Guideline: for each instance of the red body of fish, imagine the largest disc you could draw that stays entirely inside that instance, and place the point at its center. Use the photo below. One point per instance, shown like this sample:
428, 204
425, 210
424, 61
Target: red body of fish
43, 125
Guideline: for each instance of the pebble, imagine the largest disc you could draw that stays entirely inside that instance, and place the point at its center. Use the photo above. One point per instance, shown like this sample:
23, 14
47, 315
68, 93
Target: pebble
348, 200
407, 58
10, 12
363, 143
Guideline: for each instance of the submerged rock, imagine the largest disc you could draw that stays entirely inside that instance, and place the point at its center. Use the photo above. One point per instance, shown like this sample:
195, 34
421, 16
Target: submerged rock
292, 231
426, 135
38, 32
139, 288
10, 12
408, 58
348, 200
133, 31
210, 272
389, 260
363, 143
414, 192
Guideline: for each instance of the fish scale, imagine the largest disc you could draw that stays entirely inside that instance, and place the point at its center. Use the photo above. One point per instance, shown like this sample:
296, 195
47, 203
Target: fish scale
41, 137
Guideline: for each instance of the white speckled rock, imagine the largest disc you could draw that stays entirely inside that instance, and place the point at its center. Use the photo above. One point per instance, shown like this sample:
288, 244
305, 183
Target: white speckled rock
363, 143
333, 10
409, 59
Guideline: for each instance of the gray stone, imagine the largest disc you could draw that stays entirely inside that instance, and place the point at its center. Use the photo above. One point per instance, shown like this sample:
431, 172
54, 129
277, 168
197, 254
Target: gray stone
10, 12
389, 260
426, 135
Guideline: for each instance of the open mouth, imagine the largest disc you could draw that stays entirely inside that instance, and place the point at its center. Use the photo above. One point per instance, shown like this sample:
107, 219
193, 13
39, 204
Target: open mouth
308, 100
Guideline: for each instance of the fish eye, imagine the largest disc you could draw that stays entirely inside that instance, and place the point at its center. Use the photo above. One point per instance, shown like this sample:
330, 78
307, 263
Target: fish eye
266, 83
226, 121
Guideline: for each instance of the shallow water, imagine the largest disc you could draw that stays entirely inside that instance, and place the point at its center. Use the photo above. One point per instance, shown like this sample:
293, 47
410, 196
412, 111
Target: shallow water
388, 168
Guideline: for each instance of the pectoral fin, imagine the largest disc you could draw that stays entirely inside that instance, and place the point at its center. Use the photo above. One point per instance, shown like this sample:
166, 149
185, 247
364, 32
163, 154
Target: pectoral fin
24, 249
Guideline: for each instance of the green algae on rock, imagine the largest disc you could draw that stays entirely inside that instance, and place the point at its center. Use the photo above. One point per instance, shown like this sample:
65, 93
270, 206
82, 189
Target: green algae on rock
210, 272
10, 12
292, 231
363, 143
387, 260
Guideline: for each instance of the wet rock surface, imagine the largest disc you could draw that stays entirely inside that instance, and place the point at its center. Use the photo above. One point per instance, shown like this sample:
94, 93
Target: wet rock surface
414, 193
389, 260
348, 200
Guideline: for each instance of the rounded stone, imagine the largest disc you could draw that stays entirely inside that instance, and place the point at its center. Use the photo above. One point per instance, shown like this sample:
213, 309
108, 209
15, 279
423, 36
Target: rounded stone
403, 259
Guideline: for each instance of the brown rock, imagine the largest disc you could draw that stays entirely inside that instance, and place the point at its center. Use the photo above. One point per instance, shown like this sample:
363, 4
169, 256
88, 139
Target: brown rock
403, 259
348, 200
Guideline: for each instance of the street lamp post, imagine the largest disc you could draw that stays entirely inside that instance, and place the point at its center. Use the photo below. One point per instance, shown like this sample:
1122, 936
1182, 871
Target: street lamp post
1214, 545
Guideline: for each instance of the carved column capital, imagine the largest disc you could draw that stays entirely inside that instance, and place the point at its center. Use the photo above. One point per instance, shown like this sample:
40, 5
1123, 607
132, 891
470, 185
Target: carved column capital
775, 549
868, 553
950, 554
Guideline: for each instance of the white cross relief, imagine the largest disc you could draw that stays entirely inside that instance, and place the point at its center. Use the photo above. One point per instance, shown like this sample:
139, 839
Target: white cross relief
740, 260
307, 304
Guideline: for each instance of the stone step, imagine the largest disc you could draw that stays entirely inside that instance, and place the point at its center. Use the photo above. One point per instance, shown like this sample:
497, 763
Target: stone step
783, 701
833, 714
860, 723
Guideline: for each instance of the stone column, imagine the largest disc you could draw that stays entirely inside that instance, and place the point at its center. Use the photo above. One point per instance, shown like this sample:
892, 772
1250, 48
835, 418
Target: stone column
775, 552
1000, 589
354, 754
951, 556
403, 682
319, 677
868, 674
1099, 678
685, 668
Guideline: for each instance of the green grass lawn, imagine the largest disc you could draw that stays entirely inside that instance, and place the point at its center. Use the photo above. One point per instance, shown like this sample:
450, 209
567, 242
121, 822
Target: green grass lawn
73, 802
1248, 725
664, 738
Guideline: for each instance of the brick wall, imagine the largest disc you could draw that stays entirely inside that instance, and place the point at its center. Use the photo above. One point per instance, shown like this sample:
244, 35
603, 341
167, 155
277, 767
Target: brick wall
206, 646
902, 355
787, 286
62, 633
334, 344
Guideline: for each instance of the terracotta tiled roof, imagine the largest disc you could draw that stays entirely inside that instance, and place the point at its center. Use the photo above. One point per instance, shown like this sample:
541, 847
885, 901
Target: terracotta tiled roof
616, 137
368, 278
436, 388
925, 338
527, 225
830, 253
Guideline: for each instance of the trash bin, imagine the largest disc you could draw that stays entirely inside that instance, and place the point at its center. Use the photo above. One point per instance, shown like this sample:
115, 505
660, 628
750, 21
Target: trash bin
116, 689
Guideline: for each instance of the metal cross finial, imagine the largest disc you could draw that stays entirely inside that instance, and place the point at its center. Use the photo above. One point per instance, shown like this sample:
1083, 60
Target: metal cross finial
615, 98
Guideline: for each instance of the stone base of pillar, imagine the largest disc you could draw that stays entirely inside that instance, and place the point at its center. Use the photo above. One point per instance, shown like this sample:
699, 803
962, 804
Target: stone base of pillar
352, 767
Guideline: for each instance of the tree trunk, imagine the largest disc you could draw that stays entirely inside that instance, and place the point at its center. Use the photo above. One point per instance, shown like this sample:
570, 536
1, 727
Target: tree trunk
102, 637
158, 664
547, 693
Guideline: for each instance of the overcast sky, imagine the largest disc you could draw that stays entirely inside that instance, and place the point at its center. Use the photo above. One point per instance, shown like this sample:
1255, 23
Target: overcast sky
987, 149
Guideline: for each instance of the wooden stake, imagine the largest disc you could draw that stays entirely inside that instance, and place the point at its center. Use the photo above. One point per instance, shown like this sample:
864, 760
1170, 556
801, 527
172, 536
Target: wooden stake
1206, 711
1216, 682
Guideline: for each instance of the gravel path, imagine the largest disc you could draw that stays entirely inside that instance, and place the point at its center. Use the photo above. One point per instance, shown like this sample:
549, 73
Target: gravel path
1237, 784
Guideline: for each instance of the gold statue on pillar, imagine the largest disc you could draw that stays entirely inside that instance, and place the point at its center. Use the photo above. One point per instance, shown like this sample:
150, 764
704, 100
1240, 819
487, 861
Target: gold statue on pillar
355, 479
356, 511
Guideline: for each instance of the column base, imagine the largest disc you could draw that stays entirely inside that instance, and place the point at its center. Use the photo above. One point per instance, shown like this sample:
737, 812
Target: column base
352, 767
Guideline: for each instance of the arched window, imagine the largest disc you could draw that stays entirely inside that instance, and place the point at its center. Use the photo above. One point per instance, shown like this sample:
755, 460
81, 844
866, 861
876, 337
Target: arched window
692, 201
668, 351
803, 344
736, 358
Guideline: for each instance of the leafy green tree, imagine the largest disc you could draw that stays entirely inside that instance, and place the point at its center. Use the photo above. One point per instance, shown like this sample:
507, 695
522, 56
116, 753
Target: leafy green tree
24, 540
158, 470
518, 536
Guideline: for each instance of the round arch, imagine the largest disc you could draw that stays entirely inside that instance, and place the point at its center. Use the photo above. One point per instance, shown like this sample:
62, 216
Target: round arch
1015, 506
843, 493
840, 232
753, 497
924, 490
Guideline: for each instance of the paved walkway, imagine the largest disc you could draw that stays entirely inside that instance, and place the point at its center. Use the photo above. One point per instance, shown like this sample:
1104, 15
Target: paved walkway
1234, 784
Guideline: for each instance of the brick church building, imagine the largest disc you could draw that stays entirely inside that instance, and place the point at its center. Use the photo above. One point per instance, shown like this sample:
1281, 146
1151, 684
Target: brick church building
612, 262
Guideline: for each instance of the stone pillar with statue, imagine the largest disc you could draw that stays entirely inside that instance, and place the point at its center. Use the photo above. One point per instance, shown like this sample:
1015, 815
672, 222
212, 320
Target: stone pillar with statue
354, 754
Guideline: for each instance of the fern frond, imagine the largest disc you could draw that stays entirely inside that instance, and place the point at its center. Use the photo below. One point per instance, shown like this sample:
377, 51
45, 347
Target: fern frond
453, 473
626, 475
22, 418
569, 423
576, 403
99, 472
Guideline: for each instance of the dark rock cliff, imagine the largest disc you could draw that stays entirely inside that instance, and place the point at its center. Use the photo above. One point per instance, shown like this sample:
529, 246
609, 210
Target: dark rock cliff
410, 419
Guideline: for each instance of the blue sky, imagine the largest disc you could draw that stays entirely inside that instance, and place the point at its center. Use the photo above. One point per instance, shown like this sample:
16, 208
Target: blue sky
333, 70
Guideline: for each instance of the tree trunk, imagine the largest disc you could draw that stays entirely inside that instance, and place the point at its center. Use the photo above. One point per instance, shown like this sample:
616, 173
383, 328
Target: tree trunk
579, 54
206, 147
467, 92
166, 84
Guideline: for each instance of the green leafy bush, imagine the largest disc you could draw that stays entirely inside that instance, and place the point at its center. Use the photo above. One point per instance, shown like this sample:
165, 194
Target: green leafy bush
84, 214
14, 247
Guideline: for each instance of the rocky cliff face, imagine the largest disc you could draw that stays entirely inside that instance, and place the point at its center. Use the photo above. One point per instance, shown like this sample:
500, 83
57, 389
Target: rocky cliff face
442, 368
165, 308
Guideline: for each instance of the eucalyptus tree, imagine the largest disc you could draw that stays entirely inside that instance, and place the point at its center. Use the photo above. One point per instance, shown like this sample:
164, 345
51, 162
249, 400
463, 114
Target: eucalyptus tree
--------------------
Work item =
Gather all lines of the records that include the word "below".

Solution =
Guideline: for each instance of the red body of fish, imagine the largest disc you could draw that stays entirely inside that instance, and place the point at its center. Use the photo below. One point per instance, shown like this sample:
Guideline: for each instance of the street lamp post, imagine the largest disc you could draw that stays entirely inside that instance, and place the point at its center. Use the photo below. One point per instance, shown like this sample:
Guideline: for each instance of the fern frond, imagine the largest disc you could draw that stays entirely inside that instance, and place the point at its center. Use the photo below. One point per instance, shown like this sample:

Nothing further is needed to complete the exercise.